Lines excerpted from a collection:
+ + + +
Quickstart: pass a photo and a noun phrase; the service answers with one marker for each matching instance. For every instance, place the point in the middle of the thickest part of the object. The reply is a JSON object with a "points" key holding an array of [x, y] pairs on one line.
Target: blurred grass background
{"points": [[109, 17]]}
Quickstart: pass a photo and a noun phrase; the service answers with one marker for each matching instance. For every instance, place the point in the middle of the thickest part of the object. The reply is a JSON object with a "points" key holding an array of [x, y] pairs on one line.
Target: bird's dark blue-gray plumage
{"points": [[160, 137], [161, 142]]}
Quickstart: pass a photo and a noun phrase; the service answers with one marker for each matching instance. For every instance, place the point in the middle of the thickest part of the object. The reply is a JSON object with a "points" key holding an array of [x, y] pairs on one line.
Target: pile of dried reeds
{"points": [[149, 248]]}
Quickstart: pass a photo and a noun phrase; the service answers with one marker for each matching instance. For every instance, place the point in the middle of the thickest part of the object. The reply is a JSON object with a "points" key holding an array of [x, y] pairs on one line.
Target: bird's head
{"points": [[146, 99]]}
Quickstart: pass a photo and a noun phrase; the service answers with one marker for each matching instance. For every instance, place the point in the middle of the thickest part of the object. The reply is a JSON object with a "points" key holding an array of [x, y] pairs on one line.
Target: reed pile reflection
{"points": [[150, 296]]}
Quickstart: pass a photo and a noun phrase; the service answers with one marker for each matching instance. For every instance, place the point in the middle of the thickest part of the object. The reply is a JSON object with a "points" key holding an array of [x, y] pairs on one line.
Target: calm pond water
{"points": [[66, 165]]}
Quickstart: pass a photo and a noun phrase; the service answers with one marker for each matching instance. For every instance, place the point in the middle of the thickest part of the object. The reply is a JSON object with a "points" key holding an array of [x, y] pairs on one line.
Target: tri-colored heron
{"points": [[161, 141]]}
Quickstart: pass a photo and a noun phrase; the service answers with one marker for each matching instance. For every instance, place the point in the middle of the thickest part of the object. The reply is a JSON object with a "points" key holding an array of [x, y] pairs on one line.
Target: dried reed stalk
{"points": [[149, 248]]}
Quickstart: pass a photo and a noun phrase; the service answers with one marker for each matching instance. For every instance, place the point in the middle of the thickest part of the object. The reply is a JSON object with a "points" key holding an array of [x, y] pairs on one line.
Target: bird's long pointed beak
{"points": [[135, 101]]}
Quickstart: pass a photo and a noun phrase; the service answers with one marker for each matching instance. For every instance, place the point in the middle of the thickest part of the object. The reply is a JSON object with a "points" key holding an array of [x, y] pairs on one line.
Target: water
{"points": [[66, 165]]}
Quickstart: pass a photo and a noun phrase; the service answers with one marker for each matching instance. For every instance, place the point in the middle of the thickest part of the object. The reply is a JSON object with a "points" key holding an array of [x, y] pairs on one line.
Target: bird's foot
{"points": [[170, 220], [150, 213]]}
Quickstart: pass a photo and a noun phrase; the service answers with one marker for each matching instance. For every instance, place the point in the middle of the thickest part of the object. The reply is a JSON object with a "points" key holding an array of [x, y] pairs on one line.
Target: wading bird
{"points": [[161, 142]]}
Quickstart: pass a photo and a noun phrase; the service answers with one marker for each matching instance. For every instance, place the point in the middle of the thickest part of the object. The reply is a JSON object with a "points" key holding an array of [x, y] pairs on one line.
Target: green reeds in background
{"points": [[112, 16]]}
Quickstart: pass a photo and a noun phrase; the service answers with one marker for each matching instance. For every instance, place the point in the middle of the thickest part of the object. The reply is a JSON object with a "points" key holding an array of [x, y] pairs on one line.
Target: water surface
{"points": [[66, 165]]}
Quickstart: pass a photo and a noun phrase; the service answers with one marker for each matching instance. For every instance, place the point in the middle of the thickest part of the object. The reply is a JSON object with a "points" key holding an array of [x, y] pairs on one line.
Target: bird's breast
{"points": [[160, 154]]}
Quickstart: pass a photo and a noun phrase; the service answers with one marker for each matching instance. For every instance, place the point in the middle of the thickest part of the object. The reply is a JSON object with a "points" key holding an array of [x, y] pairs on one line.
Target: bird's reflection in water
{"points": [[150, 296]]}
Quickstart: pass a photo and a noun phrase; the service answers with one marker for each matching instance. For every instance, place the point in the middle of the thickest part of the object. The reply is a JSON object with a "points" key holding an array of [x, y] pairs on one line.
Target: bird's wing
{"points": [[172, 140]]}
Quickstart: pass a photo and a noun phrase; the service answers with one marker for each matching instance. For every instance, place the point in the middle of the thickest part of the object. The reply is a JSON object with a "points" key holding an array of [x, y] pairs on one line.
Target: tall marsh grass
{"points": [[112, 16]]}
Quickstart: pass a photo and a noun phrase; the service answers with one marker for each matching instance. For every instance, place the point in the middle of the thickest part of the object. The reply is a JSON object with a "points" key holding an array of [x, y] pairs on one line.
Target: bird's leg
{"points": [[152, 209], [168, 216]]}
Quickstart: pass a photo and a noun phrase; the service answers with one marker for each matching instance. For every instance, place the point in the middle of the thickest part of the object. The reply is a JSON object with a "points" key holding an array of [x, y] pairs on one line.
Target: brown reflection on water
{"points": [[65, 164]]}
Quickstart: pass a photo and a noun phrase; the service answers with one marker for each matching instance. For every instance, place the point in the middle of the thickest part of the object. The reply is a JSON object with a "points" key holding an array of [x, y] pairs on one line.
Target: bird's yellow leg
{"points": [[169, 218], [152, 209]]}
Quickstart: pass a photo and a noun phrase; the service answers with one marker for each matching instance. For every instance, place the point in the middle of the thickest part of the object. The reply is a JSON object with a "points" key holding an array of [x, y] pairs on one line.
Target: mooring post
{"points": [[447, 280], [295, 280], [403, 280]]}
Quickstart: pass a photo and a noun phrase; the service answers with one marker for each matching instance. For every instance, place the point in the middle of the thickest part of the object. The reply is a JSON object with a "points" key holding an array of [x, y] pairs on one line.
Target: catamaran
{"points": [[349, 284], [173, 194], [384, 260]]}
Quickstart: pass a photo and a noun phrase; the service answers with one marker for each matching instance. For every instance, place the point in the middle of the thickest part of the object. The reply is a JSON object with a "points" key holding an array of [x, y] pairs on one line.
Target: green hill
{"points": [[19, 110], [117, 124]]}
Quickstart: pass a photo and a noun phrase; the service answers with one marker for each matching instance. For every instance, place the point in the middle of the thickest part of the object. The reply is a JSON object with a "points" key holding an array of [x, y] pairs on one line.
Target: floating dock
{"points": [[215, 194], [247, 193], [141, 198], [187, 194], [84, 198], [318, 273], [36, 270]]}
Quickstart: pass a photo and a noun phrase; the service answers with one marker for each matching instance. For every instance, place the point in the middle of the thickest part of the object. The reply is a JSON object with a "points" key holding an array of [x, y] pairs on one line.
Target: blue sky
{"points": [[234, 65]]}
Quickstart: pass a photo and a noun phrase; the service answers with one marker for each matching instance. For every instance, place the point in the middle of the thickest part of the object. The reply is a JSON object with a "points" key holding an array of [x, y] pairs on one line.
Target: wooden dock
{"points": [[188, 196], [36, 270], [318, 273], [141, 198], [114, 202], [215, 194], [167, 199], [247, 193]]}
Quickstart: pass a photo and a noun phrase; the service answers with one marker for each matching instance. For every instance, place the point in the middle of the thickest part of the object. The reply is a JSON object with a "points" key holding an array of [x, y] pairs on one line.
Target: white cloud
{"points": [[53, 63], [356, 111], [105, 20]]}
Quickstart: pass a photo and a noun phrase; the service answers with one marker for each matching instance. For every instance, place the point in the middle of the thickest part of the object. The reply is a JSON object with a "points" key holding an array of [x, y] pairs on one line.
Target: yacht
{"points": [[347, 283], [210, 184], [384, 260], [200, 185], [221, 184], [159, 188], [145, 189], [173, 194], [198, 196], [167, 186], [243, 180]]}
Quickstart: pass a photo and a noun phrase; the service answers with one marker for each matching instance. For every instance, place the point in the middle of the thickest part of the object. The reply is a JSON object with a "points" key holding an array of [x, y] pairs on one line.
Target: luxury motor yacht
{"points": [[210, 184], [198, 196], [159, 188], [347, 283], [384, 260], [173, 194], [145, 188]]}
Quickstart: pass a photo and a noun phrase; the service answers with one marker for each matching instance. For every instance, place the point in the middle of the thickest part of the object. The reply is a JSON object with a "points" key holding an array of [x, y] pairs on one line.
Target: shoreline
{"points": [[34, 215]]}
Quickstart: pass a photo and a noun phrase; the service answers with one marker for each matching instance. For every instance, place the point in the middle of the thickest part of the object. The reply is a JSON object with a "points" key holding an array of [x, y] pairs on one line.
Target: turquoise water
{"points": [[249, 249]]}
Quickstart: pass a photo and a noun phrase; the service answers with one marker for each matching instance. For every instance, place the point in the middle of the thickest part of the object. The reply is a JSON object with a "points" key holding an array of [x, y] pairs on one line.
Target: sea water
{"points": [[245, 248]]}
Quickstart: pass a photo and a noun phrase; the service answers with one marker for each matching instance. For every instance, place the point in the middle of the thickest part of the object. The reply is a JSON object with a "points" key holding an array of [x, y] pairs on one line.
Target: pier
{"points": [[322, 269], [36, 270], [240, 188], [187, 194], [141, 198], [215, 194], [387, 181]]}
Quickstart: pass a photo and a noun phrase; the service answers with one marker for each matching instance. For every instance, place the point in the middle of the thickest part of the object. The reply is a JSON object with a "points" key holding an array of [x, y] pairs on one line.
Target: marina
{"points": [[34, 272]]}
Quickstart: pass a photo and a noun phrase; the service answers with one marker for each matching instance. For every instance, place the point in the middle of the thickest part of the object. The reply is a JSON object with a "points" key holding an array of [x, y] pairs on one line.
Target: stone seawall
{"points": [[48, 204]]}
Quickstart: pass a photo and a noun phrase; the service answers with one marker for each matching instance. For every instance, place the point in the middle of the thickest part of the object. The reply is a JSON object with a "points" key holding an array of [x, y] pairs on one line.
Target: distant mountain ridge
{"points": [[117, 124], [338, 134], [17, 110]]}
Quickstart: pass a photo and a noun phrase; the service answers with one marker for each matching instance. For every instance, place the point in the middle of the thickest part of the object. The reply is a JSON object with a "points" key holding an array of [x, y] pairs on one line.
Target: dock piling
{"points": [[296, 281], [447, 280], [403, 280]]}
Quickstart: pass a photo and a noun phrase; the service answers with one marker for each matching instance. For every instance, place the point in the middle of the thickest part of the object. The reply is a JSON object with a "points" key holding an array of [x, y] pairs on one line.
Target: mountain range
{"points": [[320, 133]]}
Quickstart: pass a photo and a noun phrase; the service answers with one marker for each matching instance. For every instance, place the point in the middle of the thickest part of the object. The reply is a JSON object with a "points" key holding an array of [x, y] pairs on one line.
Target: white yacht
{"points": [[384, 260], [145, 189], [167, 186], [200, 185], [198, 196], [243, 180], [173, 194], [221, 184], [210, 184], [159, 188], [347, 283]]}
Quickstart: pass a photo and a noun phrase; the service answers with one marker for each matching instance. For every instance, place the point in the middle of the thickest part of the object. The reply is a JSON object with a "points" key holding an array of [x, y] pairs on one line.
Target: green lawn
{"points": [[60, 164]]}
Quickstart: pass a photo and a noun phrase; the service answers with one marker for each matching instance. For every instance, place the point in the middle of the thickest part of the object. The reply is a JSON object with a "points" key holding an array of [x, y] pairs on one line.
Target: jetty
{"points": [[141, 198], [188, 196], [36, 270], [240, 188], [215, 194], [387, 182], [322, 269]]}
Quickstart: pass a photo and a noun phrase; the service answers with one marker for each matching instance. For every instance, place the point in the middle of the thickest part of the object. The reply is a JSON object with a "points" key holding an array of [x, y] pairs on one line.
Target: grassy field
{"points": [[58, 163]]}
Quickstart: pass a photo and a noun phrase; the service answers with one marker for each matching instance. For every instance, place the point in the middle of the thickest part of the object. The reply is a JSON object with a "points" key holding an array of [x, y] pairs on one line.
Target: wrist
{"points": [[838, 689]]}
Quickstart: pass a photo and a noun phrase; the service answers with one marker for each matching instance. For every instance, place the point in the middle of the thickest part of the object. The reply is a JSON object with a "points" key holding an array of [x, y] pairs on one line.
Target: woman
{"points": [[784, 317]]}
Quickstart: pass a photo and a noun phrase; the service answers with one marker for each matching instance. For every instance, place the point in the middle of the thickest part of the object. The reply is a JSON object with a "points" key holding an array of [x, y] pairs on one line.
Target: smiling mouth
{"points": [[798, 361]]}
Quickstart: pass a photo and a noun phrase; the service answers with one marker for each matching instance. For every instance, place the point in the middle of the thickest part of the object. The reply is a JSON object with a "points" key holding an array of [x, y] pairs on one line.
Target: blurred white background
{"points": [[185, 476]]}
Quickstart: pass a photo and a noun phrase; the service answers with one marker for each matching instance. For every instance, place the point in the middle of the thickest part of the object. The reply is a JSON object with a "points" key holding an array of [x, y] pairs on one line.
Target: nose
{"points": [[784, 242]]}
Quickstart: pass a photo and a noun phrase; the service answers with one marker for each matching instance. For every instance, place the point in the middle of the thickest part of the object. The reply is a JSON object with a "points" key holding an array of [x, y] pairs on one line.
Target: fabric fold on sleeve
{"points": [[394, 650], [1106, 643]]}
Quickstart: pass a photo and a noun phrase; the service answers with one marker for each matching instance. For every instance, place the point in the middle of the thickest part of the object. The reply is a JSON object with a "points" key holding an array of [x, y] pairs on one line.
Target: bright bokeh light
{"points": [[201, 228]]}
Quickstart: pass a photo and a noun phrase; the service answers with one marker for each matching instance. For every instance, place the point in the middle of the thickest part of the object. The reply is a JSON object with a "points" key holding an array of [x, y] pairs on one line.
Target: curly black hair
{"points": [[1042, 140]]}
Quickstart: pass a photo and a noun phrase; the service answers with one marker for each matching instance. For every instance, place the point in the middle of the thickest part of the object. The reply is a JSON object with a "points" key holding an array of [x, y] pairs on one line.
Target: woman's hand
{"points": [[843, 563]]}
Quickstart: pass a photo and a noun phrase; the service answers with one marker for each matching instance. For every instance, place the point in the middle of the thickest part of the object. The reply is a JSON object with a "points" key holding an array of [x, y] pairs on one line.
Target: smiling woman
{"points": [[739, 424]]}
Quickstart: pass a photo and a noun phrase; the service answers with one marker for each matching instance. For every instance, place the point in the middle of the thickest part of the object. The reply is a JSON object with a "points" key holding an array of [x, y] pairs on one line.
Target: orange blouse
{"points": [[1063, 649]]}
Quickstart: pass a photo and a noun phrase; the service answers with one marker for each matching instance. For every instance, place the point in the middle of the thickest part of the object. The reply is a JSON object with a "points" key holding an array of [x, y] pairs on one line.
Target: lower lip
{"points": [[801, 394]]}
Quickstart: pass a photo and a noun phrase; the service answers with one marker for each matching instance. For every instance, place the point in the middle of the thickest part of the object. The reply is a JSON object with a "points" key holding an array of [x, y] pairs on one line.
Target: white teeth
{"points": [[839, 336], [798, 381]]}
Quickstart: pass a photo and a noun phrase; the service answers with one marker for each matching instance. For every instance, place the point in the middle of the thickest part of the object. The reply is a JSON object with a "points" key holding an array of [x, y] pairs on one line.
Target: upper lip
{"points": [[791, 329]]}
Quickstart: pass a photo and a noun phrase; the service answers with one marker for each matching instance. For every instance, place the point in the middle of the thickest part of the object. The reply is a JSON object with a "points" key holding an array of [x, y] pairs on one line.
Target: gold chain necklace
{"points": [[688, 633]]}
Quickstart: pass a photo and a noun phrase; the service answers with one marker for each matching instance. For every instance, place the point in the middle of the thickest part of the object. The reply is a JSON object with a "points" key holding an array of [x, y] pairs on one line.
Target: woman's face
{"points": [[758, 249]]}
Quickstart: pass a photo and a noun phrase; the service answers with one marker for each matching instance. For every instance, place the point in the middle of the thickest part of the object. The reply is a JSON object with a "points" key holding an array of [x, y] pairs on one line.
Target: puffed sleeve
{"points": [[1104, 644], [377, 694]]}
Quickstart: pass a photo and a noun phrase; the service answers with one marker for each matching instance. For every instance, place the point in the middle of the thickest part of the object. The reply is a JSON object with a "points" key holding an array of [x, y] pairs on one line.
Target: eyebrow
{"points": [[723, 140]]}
+ + + +
Written task:
Count the lines above that contain the string "mountain", treating case as significant. Give only the number.

Result for this task:
2